*** DATA SHOWN Section Begins ***

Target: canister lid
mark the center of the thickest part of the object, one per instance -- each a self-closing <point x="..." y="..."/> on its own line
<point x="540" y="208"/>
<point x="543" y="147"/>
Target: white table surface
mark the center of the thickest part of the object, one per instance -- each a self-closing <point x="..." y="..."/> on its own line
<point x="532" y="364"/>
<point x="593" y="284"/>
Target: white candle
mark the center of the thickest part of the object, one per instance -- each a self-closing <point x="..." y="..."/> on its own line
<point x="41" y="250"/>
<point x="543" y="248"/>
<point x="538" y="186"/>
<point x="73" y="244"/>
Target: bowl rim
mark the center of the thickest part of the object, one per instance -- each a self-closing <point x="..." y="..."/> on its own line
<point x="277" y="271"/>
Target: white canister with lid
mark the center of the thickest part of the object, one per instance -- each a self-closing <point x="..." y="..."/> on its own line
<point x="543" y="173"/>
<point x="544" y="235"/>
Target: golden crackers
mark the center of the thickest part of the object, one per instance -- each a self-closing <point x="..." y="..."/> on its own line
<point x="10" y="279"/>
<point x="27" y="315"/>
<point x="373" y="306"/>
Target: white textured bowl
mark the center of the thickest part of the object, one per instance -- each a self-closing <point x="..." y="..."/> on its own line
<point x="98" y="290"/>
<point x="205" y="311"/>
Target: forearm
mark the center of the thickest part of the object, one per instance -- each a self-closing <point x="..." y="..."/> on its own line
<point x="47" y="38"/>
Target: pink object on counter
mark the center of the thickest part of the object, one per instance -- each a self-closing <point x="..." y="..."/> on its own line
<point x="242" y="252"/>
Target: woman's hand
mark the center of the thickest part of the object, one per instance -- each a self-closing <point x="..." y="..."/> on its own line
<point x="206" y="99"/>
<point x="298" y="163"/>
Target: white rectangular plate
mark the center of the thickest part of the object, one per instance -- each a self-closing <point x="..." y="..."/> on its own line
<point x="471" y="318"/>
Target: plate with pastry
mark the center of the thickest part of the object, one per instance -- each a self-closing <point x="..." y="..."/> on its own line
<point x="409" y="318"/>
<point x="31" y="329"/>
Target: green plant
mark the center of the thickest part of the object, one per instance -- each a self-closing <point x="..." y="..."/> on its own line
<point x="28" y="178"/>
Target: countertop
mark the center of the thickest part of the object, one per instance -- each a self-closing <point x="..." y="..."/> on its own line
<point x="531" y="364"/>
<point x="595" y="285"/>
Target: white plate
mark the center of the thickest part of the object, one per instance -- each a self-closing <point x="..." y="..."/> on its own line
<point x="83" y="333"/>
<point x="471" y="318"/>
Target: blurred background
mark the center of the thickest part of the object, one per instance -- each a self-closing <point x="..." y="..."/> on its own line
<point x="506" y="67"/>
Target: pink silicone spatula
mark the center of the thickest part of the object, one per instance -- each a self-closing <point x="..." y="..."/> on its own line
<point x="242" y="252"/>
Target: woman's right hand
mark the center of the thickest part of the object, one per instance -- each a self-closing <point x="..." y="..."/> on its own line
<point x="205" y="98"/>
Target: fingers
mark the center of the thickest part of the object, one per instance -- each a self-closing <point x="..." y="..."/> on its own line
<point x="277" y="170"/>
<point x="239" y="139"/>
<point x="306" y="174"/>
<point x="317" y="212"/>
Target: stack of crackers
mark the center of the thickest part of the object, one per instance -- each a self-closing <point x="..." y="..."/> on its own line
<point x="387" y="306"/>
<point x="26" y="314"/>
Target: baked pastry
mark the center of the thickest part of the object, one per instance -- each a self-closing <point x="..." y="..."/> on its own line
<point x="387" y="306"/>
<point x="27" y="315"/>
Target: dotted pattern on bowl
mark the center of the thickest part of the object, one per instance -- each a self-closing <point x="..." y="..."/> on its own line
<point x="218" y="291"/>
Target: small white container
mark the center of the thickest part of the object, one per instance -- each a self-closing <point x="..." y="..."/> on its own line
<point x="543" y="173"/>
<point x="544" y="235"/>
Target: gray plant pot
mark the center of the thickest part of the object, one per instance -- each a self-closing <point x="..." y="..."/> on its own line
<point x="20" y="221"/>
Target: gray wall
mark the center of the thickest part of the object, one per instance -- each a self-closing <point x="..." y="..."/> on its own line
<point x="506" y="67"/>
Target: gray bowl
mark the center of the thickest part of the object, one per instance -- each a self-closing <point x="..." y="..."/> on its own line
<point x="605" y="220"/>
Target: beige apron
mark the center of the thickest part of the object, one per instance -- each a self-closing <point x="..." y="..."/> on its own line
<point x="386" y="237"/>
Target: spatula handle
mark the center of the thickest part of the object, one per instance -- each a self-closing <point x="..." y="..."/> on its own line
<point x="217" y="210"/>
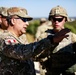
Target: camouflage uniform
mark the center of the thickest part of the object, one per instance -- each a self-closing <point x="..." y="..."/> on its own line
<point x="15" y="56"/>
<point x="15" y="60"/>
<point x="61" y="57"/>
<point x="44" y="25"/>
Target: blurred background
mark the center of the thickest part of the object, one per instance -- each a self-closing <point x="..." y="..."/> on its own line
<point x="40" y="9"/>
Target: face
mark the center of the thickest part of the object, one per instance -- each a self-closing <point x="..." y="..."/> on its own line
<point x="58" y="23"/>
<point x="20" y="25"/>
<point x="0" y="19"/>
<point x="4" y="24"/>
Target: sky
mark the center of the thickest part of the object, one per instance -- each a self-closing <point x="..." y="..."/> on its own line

*** DATA SHOWN Section Ends ***

▸ **ASSIGNED TASK**:
Go through the data above and copy each line that holds the word "bowl".

▸ **SOLUTION FOR THIS TASK**:
Target: bowl rim
Target: white textured bowl
Target: dotted pattern on bowl
Target: gray bowl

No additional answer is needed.